→ **Document extract**
All this results in having some preventable issues worsen the experience of our users and create additional pressure for the support teams.

The Alpha phase takes place before a Beta phase or the start of the rollout. A dedicated team of colleagues from the Partner Success team — with accounting knowledge — uses the soon-to-be-released feature with real accounting data. Then, feedback is provided.

Because the partner Success team is in such close contact with users, their returns include pet peeves, edge cases or expectations that would have been easily overlooked otherwise.

The Squad in charge of the new feature then acts in consequence, that can take many shapes: iterations and improvements, additions to our knowledge base (Pennylane Academy) or even freezing the rollout when deeper changes are needed. Explanations are provided to how and why we did or didn’t solve each issue.

Afterwards, the Alpha testers have a final say and give a rating to the feature:

  • Positive review: the feature can move on to be released
  • Positive review with reservations: the feature can move on to be released, but there are points of attention
  • Negative review: the feature needs more work

Based on the overall rating, a decision is made by the Squad in charge of building the feature. It’s not an exact science: only one negative review among all positive ones might be worth a whole rework if the argument is solid.

Moving forward

Alpha testing seems to have come to stay, but won’t replace other methods of research or quality assurance. It helps us capitalise on existing knowledge within the company to increase our chances of success in releasing great features.

Additionally, we have discovered its advantages as a white-box system, providing visibility into the entire process and the factors that contribute to a good or bad user experience.

This goes beyond the surface-level feedback that users might proactively provide, allowing for highly insightful conversations. These insights then help the design and product teams make better use of other research methods that involve direct contact with users, which remains unquestionably essential.

→ **Dataset rows**
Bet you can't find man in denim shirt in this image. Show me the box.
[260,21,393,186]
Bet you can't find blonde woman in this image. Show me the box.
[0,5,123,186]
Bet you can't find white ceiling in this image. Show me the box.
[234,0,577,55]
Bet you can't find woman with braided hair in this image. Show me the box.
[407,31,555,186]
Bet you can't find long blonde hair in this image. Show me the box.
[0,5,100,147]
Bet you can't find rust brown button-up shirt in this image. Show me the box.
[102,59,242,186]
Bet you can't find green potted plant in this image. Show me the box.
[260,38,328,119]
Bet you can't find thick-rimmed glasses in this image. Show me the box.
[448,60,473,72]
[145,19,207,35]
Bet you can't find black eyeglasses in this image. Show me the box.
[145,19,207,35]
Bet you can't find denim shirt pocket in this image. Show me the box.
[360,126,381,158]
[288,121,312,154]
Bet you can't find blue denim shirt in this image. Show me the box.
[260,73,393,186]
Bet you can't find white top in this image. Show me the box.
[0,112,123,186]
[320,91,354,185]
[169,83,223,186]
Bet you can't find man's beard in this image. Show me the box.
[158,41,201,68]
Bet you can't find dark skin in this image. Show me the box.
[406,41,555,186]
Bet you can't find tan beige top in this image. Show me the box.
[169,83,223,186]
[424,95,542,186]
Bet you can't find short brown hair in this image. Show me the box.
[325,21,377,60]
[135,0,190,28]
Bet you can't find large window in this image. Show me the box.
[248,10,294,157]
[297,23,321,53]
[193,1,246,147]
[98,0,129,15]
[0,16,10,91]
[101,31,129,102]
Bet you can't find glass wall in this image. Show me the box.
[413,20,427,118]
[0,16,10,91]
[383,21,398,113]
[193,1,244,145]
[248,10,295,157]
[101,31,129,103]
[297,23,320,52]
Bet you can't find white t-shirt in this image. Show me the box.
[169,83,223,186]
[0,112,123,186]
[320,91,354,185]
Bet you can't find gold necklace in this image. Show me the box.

→ **Your instructions**
According to the text on Alpha testing, which team supplies the colleagues who use the soon-to-be-released feature with real accounting data? Answer from the text only, setting the records aside.

→ **Output for this exercise**
The Partner Success team.